• THE TASK
Add -119 to each x and y coordinate in the answers for the stretch from the line containing "Mark each instance of the green" through the line containing "x=199 y=174", and copy out every line of that stretch in order. Leave all other lines and numbers unchanged.

(Entries from a pointing dataset)

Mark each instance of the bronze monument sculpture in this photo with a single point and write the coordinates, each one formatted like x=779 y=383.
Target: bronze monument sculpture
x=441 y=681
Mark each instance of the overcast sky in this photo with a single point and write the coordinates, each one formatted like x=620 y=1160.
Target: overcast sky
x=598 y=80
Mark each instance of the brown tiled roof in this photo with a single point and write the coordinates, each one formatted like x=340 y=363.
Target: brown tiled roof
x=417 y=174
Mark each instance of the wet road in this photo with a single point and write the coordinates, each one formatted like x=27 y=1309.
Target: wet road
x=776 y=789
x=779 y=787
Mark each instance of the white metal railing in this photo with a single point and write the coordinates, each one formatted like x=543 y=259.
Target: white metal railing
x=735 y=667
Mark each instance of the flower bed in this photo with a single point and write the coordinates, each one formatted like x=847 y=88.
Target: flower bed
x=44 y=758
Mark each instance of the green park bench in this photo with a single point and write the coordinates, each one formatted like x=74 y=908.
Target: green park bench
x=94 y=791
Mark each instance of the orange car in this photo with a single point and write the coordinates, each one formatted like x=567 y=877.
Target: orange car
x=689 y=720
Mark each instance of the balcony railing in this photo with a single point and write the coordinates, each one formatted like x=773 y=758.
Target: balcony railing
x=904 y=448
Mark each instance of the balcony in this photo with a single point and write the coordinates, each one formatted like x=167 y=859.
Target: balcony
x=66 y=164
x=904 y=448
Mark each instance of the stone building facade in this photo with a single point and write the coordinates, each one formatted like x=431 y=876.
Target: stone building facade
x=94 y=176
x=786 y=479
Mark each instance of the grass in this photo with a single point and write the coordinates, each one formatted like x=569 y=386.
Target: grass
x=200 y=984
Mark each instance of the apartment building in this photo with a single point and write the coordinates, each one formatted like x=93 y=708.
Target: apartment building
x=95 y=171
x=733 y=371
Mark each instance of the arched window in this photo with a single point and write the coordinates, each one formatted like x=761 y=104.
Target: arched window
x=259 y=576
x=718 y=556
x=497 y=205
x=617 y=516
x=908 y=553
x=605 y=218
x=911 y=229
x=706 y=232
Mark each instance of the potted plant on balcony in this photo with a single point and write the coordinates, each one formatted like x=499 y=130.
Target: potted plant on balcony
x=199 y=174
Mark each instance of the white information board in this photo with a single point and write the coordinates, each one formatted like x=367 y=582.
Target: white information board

• PROBLEM SOLUTION
Mark each instance of the green park bench in this photo with a single point and write the coordinates, each one formatted like x=74 y=908.
Target: green park bench
x=-25 y=672
Mark each instance of the orange car in this photo with a single point and write the coordinates, each one formatted like x=567 y=877.
Target: orange car
x=570 y=601
Mark each instance of the balcony railing in this photo with a single point and write the coordinates, each one formatted like x=773 y=758.
Target: balcony railing
x=785 y=329
Mark each instance of the balcony in this photo with a single point and write the coordinates, each one formatted like x=167 y=859.
Target: balcony
x=-53 y=45
x=785 y=329
Mark each instance of the stone building facade in this photo with a single point and write the coordinates, each one formatted like x=431 y=876.
Target: stone building facade
x=-25 y=57
x=667 y=360
Mark each instance of the grass in this photo with a single point and write the coordinates, each one formatted like x=569 y=386.
Target: grass
x=81 y=865
Mark each instance of the apartment building in this photo with a single point and write the coordinates, each one formatted like x=93 y=708.
Target: apartment building
x=-24 y=52
x=614 y=252
Mark each instance of the arched window in this photo with a single point and write the coordinates, each one formatted like x=761 y=104.
Target: arched window
x=140 y=457
x=599 y=437
x=378 y=86
x=498 y=397
x=789 y=434
x=486 y=99
x=792 y=110
x=587 y=113
Mark each instance of the potted plant on balcony in this photo with a single point and write the coordinates, each one formatted like x=499 y=130.
Target: potted plant on balcony
x=80 y=55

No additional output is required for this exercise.